### Provided passage

Well, the quantum domain arises because, as we probed into the behavior of matter – round about the last century – we found that the atoms were behaving in a way which we could not understand in terms of classical physics, and that they [had] a very puzzling way of behavior.

And then it was Heisenberg who actually spotted how to change the description, from the classical description, into a quantum description which would then account for atom spectra, in particular. And the change in the mathematics was, in a way, quite dramatic. It changed from simply thinking about particles with positions and momentum and evolving in space and time to something which actually forbid us to talk about positions – to measure positions - and momentum simultaneously.

And if you make the argument that they must exist simultaneously then the classical domain is not open to you and then you have to have an entirely new way of describing the phenomena. And this occurs not at the macroscopic level but it becomes very evident as we get down to the atomic, the molecular, the sub-atomic levels.

We have to use instruments to “see” what is going on, and therefore we do not directly perceive what is going on. So we have to understand how our instruments are working in order to see, and what we find is that, if we assume that the instruments are doing what we think they are doing, [then] we get into this dilemma that it is not possible to find, to measure the position, and the momentum, of a particle at the same time, at one at the same time.

So, this now makes us say, ok, we’ve got a question now. Does it mean that atoms don’t have position and momentum at a given time, or [does] it simply mean that we can’t measure the position and momentum at a given time?

And this gives us the choice. The Copenhagen interpretation says, we don’t know whether they have a position and a momentum at the same time, but there’s nothing we can say about it even if they did have a position and a momentum at the same time.

And that left us with a very vague idea that we don’t know, we can never find out, what is going on underneath the measurements that we’re getting – and, therefore, there’s a concentration [of effort] on what we can measure and how the measurements are related to each other.

This is in contrast to people like Einstein and people in classical physics who believe that there is something underlying this and the question is, we can make speculations about this and actually try to develop a theory which shows us what is going on beneath this apparent uncertainty.

What is 'quantum potential'?

And it was this, the message, that David Bohm took up and showed that even within the Schrodinger equation, by technically splitting it into real and imaginary parts, splitting it into two coupled equations, that one suddenly saw that one equation looked very much like a classical equation, that is was a particle evolving along a trajectory, but it had a new feature to it, and it’s the feature that we have called the “quantum potential.” It seemed almost as if there was another force being generated from the sub-quantum medium. And the question has always been, what does it mean, is it there, and how do we get information about it?

Bohr had this idea that we could not say anything about the underlying reality, and people have taken that also to mean that there might not be an underlying reality. Einstein completely disagreed with this point of view. He thought there must be an underlying reality, and this underlying reality would produce the effects which we actually see in our instruments.

Now, the question then was, what is that underlying reality? At the time there was a feeling that because quantum mechanics was essentially statistical, we got all our results of measurements by repeating and getting a statistical value for these things, that maybe we can find something that can explain the statistics by introducing new variables, and these new variables were called “hidden variables.” And this set off a whole exercise in trying to develop hidden variable theories.

######
### Dataset excerpts

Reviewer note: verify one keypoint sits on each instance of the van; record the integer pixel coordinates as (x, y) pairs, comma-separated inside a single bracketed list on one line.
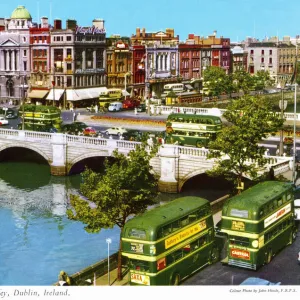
[(115, 106)]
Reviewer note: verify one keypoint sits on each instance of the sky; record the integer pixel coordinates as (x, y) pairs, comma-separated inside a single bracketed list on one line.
[(236, 19)]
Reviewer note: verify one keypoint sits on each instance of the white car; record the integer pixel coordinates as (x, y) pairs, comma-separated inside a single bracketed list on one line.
[(115, 131), (3, 121)]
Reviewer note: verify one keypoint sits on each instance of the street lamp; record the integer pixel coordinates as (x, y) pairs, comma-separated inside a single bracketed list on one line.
[(126, 74), (23, 104), (108, 241)]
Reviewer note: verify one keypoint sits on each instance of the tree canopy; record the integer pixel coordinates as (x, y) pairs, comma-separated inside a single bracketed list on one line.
[(216, 81), (236, 149), (126, 188)]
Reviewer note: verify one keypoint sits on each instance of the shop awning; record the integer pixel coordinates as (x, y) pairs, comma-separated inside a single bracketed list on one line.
[(37, 94), (57, 94), (95, 92), (189, 87), (76, 95), (125, 93)]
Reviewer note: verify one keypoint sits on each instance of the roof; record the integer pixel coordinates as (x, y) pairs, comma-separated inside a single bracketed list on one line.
[(20, 13), (255, 197), (166, 213)]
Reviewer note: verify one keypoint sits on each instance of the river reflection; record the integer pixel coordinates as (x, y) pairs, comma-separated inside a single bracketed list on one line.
[(37, 239)]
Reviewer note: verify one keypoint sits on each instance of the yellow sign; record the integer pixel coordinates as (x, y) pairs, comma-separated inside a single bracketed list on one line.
[(141, 279), (184, 234), (238, 225)]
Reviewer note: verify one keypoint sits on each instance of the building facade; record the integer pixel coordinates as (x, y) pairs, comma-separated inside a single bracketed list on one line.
[(238, 59), (40, 80), (161, 61), (15, 56), (119, 62), (78, 61)]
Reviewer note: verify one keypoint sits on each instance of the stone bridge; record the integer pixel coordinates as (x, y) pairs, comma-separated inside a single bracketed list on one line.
[(173, 165)]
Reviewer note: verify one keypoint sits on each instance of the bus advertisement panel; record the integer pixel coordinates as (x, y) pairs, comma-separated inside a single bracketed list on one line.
[(192, 130), (168, 243), (258, 223)]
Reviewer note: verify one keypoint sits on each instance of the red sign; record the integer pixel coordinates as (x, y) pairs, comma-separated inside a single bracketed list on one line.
[(237, 253)]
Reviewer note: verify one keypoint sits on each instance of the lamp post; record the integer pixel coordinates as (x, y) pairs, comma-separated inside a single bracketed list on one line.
[(108, 241), (23, 104), (126, 74), (295, 110)]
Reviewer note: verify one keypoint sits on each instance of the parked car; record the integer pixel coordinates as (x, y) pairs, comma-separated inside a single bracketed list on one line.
[(3, 121), (258, 281), (133, 135), (115, 106), (73, 128), (11, 115), (90, 131), (115, 131), (141, 108)]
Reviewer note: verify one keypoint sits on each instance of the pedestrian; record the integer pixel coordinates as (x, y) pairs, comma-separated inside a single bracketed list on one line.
[(64, 278)]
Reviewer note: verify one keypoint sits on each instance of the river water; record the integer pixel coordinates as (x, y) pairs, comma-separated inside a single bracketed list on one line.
[(37, 239)]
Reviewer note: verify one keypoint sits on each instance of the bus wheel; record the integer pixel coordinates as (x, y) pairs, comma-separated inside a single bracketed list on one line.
[(176, 279), (215, 255), (269, 256), (199, 144)]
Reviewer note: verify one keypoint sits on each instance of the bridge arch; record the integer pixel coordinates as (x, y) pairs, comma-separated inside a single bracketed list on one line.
[(85, 156), (30, 147), (190, 175)]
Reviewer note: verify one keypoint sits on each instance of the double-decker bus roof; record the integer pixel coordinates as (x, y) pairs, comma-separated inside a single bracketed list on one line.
[(255, 197), (193, 116), (166, 213)]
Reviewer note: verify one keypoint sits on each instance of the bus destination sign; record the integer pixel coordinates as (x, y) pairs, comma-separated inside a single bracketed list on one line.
[(184, 234)]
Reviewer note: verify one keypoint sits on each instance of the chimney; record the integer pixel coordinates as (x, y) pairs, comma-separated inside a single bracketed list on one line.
[(57, 24), (138, 32), (44, 22), (98, 23), (71, 24)]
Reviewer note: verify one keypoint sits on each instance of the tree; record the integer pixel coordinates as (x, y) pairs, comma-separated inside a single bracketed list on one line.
[(236, 148), (126, 188)]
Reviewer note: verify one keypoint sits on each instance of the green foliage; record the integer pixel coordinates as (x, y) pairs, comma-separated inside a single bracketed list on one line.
[(236, 148), (126, 188)]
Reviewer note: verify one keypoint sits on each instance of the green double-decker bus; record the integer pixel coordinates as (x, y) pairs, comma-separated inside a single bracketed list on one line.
[(192, 130), (40, 117), (258, 223), (169, 243)]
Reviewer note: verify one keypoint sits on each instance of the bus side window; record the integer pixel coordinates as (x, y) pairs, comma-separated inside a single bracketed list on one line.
[(194, 245)]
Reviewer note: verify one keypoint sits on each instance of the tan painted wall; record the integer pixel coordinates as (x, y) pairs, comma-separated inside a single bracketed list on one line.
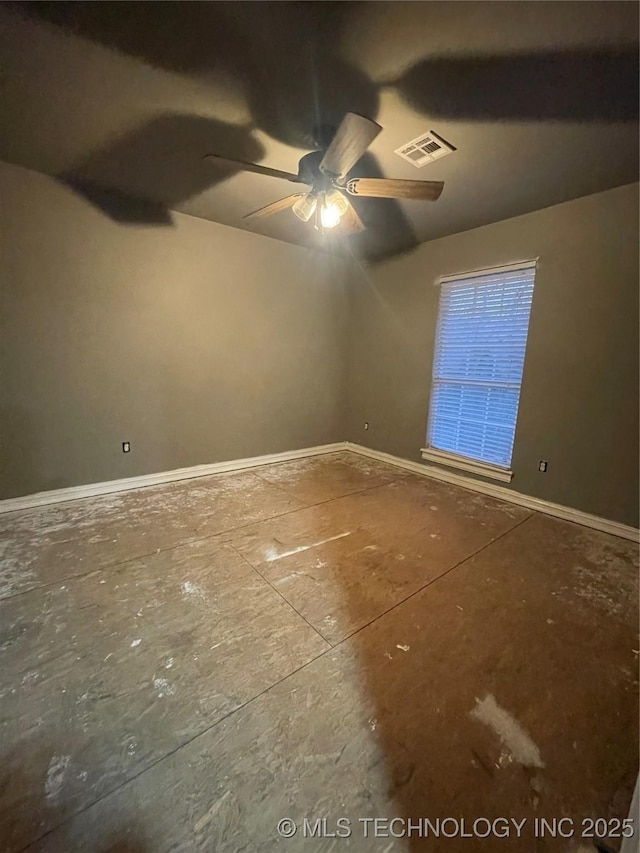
[(579, 401), (196, 342)]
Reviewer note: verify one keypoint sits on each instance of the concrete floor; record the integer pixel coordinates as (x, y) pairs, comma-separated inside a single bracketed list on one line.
[(183, 666)]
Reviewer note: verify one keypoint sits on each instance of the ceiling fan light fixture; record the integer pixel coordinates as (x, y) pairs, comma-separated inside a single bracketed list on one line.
[(305, 207), (334, 206)]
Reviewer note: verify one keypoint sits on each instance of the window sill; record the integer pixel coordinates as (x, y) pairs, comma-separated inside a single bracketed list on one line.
[(493, 472)]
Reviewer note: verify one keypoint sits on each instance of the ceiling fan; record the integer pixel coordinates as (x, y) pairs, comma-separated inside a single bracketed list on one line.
[(326, 172)]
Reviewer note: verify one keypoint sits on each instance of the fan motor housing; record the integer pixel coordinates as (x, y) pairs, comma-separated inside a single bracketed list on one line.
[(309, 170)]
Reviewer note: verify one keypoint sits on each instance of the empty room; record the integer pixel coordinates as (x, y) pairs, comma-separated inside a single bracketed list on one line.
[(319, 440)]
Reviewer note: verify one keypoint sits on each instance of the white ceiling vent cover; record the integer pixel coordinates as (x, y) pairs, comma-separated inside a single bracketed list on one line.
[(424, 149)]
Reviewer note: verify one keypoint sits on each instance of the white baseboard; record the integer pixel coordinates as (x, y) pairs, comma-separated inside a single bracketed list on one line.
[(94, 489), (500, 492)]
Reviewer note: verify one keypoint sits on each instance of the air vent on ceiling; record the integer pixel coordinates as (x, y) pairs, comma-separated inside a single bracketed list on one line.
[(424, 149)]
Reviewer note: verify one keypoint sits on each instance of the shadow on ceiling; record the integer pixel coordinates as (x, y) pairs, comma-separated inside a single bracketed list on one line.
[(578, 86), (286, 58), (140, 177)]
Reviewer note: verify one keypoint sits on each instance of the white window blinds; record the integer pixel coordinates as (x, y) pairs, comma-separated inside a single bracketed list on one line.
[(478, 362)]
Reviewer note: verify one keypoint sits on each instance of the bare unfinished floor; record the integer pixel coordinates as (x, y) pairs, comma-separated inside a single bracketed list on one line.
[(183, 666)]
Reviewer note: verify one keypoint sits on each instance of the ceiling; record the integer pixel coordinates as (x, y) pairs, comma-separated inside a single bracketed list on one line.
[(120, 101)]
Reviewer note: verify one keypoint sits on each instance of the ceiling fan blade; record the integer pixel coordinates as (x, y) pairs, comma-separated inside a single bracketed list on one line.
[(391, 188), (253, 167), (351, 222), (352, 139), (275, 206)]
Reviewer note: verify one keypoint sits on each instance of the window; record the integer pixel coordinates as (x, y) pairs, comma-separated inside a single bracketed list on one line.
[(477, 369)]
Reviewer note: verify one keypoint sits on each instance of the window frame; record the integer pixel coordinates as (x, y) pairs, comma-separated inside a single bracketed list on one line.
[(447, 458)]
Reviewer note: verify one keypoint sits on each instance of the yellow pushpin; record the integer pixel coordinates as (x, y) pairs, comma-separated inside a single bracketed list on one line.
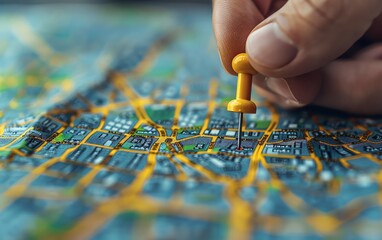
[(242, 103)]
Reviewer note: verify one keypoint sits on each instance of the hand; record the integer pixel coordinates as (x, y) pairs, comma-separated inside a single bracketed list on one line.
[(297, 44)]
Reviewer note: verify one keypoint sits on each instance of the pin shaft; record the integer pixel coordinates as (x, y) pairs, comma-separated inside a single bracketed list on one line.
[(240, 130)]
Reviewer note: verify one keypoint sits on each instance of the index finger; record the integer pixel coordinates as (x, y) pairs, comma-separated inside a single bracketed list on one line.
[(232, 22)]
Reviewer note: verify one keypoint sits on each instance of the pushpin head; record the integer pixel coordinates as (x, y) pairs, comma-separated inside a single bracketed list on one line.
[(243, 102), (240, 64)]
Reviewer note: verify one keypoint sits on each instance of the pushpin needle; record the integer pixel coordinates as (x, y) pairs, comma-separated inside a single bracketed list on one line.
[(242, 104), (240, 131)]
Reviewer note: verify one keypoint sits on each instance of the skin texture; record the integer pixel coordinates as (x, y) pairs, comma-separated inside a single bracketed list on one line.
[(309, 67)]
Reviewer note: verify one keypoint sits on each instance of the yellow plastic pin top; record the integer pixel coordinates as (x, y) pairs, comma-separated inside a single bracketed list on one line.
[(243, 68)]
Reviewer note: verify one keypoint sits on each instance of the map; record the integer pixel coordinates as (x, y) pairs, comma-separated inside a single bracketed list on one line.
[(113, 124)]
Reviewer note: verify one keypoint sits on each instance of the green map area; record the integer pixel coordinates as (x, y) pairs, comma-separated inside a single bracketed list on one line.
[(113, 123)]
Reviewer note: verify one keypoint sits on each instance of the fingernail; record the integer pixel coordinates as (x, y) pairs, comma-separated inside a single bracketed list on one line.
[(270, 47), (280, 87)]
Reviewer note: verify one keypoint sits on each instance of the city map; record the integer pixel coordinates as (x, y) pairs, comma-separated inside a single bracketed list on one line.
[(113, 124)]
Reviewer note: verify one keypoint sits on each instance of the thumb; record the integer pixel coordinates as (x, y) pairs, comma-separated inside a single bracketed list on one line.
[(305, 35)]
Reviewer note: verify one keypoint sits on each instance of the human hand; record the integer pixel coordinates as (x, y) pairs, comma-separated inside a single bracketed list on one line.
[(297, 45)]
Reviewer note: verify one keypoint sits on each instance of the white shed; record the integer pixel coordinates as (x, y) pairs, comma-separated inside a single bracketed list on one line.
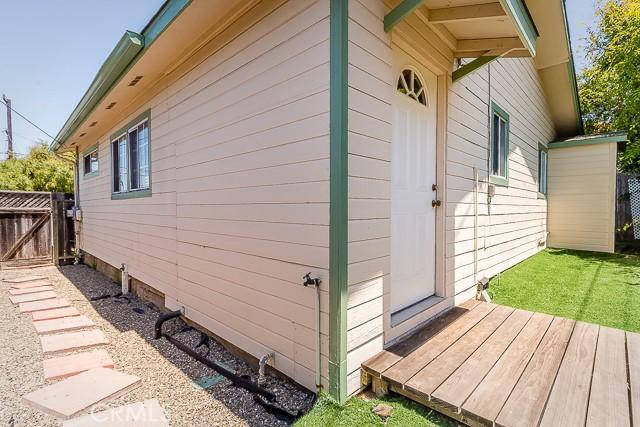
[(582, 192)]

######

(What you need to do)
1. Decide whether each statement agrees with the passage on quantum mechanics: (a) Heisenberg found a way to change the classical description into a quantum description; (b) Einstein shared Bohr's view that nothing can be said about the underlying reality; (c) Bohm split the Schrodinger equation into real and imaginary parts. For each statement, answer yes or no and quote the deciding words from the passage.
2. Carry on the passage on quantum mechanics, starting after its final sentence about hidden variable theories.

(Answers to the tasks)
1.
(a) Yes: "it was Heisenberg who actually spotted how to change the description, from the classical description, into a quantum description"
(b) No: "Einstein completely disagreed with this point of view."
(c) Yes: "by technically splitting it into real and imaginary parts"

2.
What Bohm did when he came along was to be influenced by Einstein, in a way, but he also felt that there was something underlying the statistical features. And what he did was to take the Schrodinger equation, split it into its real and imaginary parts, that is, split it into two equations which were coupled, one equation looked remarkably like a classical equation of motion – but it had a very big difference – and the difference was there was a new energy that seemed to be involved, and this new energy manifested itself in terms of a ”quantum potential” as they called it, and this gave rise to a new force which only worked in the quantum domain, and if you go to the classical domain this force becomes zero.

So he developed his ideas of particles following trajectories, but to do that he did not have to introduce hidden variables. All he used was the variables that would be used in quantum mechanics anyway, but he was using them more like classical variables, the abstract operators as the conventional approach uses.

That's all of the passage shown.